Exercise brief
Please copy verbatim the part of the column on the Bush–Kerry election that opens with the words containing "My hunch that" and closes with "to deter litigation.".

Passage to read
As the ne plus ultra of unbalanced right-wing thinkers, it's not for me to suggest how the US debate might be balanced in these pages. I have only one theory on column-writing, which is this: at a certain basic level, a columnist has to be right more often than not, otherwise the reader (I use the singular advisedly) is just wasting his time. If I were Robert Fisk, the famed foreign correspondent with decades of experience in the Muslim world, I'd be ashamed to leave the house. Sample Fisk headlines on the Afghan war: "Bush Is Walking Into A Trap", "It Could Become More Costly Than Vietnam". Sample insight on the Iraq war: when the Yanks announced they'd taken Baghdad International Airport, Fisky insisted they hadn't and suggested they'd seized by mistake an old RAF airfield abandoned in the Fifties. It's this kind of unique expertise that has made him so admired around the world, not least in Ireland.

By contrast, readers of this column may have gained the impression that George W Bush will win the Presidential election on November 2nd. If he doesn't, I shall trouble readers of this newspaper no further. It would be ridiculous to continue passing myself off as an incisive analyst of US affairs after I've been exposed as a deluded fool who completely misread the entire situation. In the bright new dawn of the Kerry Administration, you'd deserve better. If that's not an incentive for Irish citizens to smuggle a few illegal campaign contributions the Senator's way, I don't know what is.

But, if, on the other hand, Bush is re-elected, I make one small request of the Irish and European media: you need to re-think your approach to this Presidency... That's all I'm asking for after November 2nd — that the Euroleft chuck the tired gags about "Shrub" the moron, the idiot, the stupid white man that saw them through his first term. Stow the pop psychology, too — the cracks about the "daddy complex" that supposedly led him to topple Saddam. It's already obvious the 43rd Presidency is far more consequential than the 41st: George Bush Sr's place in history will mainly be as the guy who warmed up the name for George Bush Jr. If you're not prepared to give serious thought to the challenge Bush poses to the UN and EU complaceniks, you're never going to understand the times we live in.

If Kerry wins, I'm outta here. If Bush wins, eschewing lazy European condescension for the next four years would be the best way of "balancing the US debate".

Ah, well. Perhaps that was too much to ask for. Later that month, I made the same offer to readers of The Spectator. Do you remember the afternoon of Election Day in the US that year? The first exit polls showed some sort of Kerry landslide. Mid-afternoon Eastern Time is well into the evening London time, and at the US Embassy election night party I'm told that among the many aspects of the surprise Kerry victory discussed by my Speccie and Telegraph colleagues over the chardonnay in Grosvenor Square was the abrupt finish of Steyn's career. Ha! 'Twas not to be:

My hunch that that first Harris poll is the correct one is only that — a hunch that Bush is ahead outside the margin of error.

Unfortunately, on election day, he also has to be ahead outside the margin of lawyer, which is a tougher call. The Democrats already have thousands of chad-chasers circling the courthouses in Florida, Ohio, New Mexico and even New Hampshire, alas. It's important for Bush to win big enough both to compensate for Democrat fraud and to deter litigation.

Collected data
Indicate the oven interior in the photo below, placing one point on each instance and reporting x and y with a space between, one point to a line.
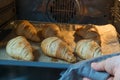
56 11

Finished answer
My hunch that that first Harris poll is the correct one is only that — a hunch that Bush is ahead outside the margin of error.

Unfortunately, on election day, he also has to be ahead outside the margin of lawyer, which is a tougher call. The Democrats already have thousands of chad-chasers circling the courthouses in Florida, Ohio, New Mexico and even New Hampshire, alas. It's important for Bush to win big enough both to compensate for Democrat fraud and to deter litigation.